- **To be done**:
1 > Summarize the Run2.1 processing-strategy thread in three sentences.
2 > List every user who posted a comment in the Run2.1 processing-strategy thread.

- **Extracted text**:

* start *

Decide on Run2.1 processing strategy

boutigny commented 5 years ago

I open this issue to discuss and decide on the Run2.1 data processing strategy. In a first step this discussion is restricted to the current workflow which is not including DIA. We have:

WFD and DDF fields and DDF is included inside WFD
Data for y1 and y2 are grouped all together but can be separated if necessary
One dataset per year and per field for years > 3

In the following, when I write "process", I mean something which is producing a well identified independent set of catalogs. So the questions are:

should we process WFD and DDF independently ?
should we process each year independently, possibly with y1 and y2 grouped together ?
should we mimic LSST DRP by running independent processing for y1, y1+y2, y1+y2+y3, ... ?

wmwv commented 5 years ago

I suggest that we should

Produce separate WFD-only and a DDF data product
- The DDF-only could/should include the WFD observations in that region.
Mimic LSST DRP
- At a minimum that's y1 and y1+y2+y3.
- We could consider further mimicking the plans by processing/releasing: DR1: First 6-months of data DR2: y1 DR3: y1+y2 DR4: y1+y2+y3

boutigny commented 5 years ago

I would like to understand the rationale to have 2 distinct catalogs for DDF and WFD. Selecting DDF in a global catalog is just a cut on a ra, dec bounding box ?

johannct commented 5 years ago

I think it has to do with the fact that the DDF is being tailored to SN needs for light curve investigations, and that the resulting simulation might be sufficently discrepant with WFD that we prefer to keep them separated.

johannct commented 5 years ago

I add that there will be a few hundred visits with unrealistically good PSF, and I think it may be educative to run calexp on them, but I am not sure we want to coadd them with the rest. So I wonder whether they should also be separate. Comments?

johannct commented 5 years ago

By the way we need other decision takers involved in all this.... @rmandelb @katrinheitmann ?

jchiang87 commented 5 years ago

We need to make a distinction between two different kinds of "DDF" visits:

1) There are ~26,000 visits that overlap with the DDF region in the DESC version of the minion 1016 opsim db. The instance catalogs for these visits are being generated and put in /global/projecta/projectdirs/lsst/production/DC2_ImSim/Run2.1i/instCat_ddf_minion at NERSC. These instance catalogs will have the observation times and dithering offsets that were derived by Humna et al..

* end *

- **Information provided**:
* start *

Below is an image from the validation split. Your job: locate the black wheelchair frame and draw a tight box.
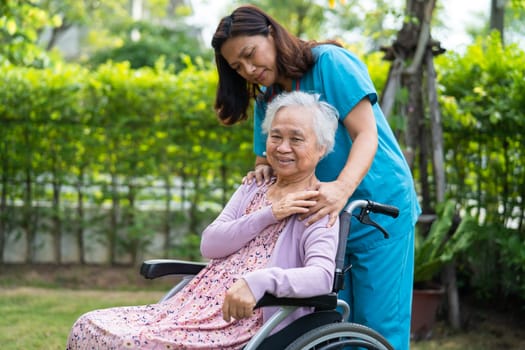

* end *

- **Responses by task**:
1 > boutigny opens a discussion on the Run2.1 processing strategy for the current workflow, which does not include DIA. The discussion asks whether WFD and DDF should be processed independently, whether each year should be processed independently, and whether LSST DRP should be mimicked. wmwv proposes separate WFD-only and DDF products and mimicking LSST DRP, johannct suggests that the DDF is tailored to SN light-curve needs, and jchiang87 states that two kinds of DDF visits must be distinguished.

2 > boutigny, wmwv, johannct, jchiang87